***** SOURCE *****

For the following 250
years the 'John Company' as it became known commanded its own armies
and created or shaped many of the nations of Asia. It controlled British
India, having driven out the French, and increasingly became the dominant
national player in trade with China. It established not only the Raj
but both Singapore and Hong Kong as well as employing the notorious
Captain Kidd to combat piracy!
This is the colourful
tale of a very unique adventure - of a trading company that became an
imperial power. From its founding in 1600 to its demise in 1857, the
Honourable East India Company grew from a loose association of Elizabethan
tradesmen into "the grandest society of merchants in the universe".
Through a series of royal charters the company obtained rights to acquire
autonomous territories, mint its own coinage, command fortresses and
troops as well forming its own political alliances. It was able to make
war and peace and to exercise civil and criminal jurisdiction over the
territories under its control.

***** EXCERPTED RECORDS *****

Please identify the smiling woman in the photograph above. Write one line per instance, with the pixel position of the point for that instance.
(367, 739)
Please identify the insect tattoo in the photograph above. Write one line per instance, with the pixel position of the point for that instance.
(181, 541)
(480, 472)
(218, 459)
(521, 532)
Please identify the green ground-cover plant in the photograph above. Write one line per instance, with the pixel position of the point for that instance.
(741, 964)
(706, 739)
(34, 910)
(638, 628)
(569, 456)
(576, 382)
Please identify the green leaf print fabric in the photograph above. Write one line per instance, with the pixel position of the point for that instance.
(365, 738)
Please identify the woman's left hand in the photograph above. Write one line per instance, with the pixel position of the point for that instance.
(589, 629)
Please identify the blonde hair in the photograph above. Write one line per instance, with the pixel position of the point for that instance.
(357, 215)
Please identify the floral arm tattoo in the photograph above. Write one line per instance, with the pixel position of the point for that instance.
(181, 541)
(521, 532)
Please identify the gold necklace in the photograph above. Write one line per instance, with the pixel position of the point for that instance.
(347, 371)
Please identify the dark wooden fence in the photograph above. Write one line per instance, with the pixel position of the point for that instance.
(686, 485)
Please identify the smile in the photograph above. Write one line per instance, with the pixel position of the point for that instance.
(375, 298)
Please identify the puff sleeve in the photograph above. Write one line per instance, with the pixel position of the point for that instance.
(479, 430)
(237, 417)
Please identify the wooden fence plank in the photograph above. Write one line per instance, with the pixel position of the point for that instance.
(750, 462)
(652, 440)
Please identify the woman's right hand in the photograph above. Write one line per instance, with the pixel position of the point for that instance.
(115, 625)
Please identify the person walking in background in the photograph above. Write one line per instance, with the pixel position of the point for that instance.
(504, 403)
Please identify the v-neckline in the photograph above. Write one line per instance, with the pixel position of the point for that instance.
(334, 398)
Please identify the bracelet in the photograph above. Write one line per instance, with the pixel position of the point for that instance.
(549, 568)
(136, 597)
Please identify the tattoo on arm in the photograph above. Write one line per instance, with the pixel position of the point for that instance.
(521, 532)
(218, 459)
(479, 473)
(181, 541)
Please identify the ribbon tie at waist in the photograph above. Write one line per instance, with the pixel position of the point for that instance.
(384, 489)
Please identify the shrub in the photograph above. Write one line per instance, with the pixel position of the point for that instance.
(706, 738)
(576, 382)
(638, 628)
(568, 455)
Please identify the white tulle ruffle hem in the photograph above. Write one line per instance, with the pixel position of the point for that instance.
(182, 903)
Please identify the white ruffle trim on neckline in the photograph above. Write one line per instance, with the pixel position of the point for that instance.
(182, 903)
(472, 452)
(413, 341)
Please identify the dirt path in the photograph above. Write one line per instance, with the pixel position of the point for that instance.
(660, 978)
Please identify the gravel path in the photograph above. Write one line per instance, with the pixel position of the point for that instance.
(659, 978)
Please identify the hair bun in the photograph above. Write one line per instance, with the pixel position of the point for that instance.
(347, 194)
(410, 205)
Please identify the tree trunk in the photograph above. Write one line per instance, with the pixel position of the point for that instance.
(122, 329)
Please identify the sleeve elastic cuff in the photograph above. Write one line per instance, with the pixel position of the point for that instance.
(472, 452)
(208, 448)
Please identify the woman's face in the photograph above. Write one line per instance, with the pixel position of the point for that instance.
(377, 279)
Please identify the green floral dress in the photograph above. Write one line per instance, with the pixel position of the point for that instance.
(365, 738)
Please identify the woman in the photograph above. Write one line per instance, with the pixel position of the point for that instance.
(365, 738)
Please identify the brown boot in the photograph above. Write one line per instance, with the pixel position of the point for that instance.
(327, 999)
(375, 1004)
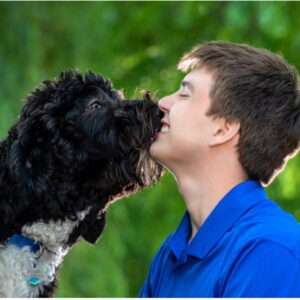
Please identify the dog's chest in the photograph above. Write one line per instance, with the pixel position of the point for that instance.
(25, 273)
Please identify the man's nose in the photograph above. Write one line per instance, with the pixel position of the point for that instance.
(166, 103)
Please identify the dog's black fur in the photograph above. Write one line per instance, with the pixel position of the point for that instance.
(76, 144)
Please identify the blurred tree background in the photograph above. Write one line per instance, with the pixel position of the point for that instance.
(138, 46)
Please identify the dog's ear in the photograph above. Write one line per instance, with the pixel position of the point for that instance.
(92, 228)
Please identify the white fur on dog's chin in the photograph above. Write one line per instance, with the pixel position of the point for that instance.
(18, 265)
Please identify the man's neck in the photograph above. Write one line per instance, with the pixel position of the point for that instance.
(202, 191)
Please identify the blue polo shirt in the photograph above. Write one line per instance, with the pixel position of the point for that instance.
(247, 247)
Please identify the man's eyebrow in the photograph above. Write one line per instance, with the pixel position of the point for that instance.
(187, 84)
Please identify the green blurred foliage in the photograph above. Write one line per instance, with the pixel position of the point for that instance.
(136, 44)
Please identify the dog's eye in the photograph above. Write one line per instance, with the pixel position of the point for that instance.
(94, 105)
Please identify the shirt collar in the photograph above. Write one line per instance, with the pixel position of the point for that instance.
(233, 205)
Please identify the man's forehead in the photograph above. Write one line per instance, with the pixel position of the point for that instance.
(197, 77)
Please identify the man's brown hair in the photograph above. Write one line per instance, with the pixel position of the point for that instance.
(258, 89)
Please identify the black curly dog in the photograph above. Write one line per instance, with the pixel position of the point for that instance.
(76, 147)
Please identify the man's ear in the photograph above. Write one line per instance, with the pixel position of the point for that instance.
(224, 131)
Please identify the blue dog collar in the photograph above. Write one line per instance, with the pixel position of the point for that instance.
(22, 241)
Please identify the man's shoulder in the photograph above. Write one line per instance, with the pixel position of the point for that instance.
(269, 223)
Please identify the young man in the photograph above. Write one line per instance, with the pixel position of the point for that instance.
(229, 129)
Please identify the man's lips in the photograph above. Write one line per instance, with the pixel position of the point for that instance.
(165, 127)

*****

AIM 1> Write out, word for word, the part of the East India Company passage that opens with the words containing "For the following" and closes with "to combat piracy!".
AIM 2> Continue the passage about the East India Company, picking up after its last sentence.

TASK OUTPUT 1>
For the following 250
years the 'John Company' as it became known commanded its own armies
and created or shaped many of the nations of Asia. It controlled British
India, having driven out the French, and increasingly became the dominant
national player in trade with China. It established not only the Raj
but both Singapore and Hong Kong as well as employing the notorious
Captain Kidd to combat piracy!

TASK OUTPUT 2>
As a commercial enterprise
it came to control half the world's trade and as a political entity
it administered an embryonic empire. Without it there would have been
no British India and no British Empire. The English merchants who had
begun trading with Asia in the late 1500s found a sophisticated and
thriving trading community. Goods were manufactured and traded on a
scale never seen in Europe, and Britain discovered a wealth of materials
and beautiful objects to bring home as well as finding new markets for
the fruits of its own growing Industrial Revolution.
The prize in all this
was the wealth created out of the import of teas, silks, spices, porcelain,
lacquer, furniture and a host of other exotic and mysterious commodities
needed to feed an insatiable appetite and curiosity in Britain. At its
peak the company also became the largest employer in London.
Of course, there was a price to pay even in that first voyage which
left behind 3 merchants in Bantam. Within a matter of months 2 had died
and this proved to be typical in that for many years around a third
of overseas employees died every year! However, the prosperity that
many enjoyed allowed them to return home to Britain and establish sprawling
estates and businesses and to obtain political power.
This new lecture not only
puts all of this history into a colourful perspective but examines the
decorative arts from India and China and their influence on taste in
Britain, as well as looking at the lives of the many individuals involved
in this trade.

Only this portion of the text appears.